__ASSIGNED TASK__:
Report how many lines of the following entries include the string "dark"; respond with the number alone.

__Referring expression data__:
####################
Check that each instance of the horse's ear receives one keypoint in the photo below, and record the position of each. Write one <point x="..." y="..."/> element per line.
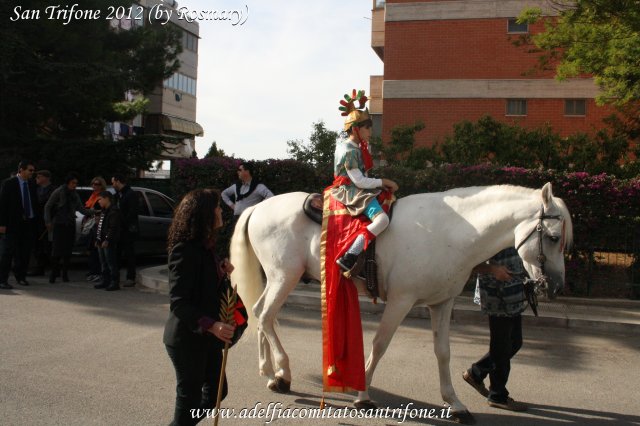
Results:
<point x="547" y="195"/>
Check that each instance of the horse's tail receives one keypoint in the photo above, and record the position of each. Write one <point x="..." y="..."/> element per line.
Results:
<point x="247" y="273"/>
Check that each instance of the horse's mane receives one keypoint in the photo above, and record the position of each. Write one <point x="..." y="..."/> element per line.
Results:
<point x="509" y="191"/>
<point x="475" y="190"/>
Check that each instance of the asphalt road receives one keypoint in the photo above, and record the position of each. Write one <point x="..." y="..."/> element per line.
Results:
<point x="72" y="355"/>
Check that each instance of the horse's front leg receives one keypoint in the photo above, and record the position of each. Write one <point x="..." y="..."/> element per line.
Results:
<point x="440" y="321"/>
<point x="394" y="312"/>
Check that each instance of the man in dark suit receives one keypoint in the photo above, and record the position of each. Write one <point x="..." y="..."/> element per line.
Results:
<point x="18" y="200"/>
<point x="127" y="202"/>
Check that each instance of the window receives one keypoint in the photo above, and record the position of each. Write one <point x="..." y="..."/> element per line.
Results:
<point x="515" y="28"/>
<point x="575" y="107"/>
<point x="516" y="107"/>
<point x="190" y="41"/>
<point x="160" y="206"/>
<point x="143" y="209"/>
<point x="181" y="82"/>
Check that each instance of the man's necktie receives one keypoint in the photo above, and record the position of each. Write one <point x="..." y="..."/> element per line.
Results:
<point x="26" y="202"/>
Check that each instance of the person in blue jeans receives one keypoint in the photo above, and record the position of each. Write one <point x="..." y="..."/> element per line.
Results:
<point x="500" y="293"/>
<point x="107" y="237"/>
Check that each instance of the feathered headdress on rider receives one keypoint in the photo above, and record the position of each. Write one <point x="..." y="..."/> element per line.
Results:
<point x="357" y="116"/>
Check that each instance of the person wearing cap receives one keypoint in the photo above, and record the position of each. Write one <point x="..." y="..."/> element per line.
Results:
<point x="245" y="193"/>
<point x="42" y="252"/>
<point x="352" y="186"/>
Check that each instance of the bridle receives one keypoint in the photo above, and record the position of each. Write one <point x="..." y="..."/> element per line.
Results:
<point x="534" y="287"/>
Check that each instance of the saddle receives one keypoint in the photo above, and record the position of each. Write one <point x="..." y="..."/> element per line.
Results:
<point x="366" y="268"/>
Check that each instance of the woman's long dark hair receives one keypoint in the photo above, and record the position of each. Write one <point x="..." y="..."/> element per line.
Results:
<point x="195" y="218"/>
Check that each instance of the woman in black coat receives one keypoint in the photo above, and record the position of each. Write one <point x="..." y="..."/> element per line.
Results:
<point x="60" y="219"/>
<point x="193" y="335"/>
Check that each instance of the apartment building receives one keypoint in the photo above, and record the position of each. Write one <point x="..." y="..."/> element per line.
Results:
<point x="173" y="103"/>
<point x="452" y="60"/>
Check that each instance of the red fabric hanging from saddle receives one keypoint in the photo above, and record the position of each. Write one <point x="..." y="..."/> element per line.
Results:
<point x="342" y="347"/>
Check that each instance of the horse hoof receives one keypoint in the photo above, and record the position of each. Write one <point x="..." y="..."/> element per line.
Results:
<point x="463" y="417"/>
<point x="365" y="405"/>
<point x="279" y="385"/>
####################
__OUTPUT OF THE TASK__:
2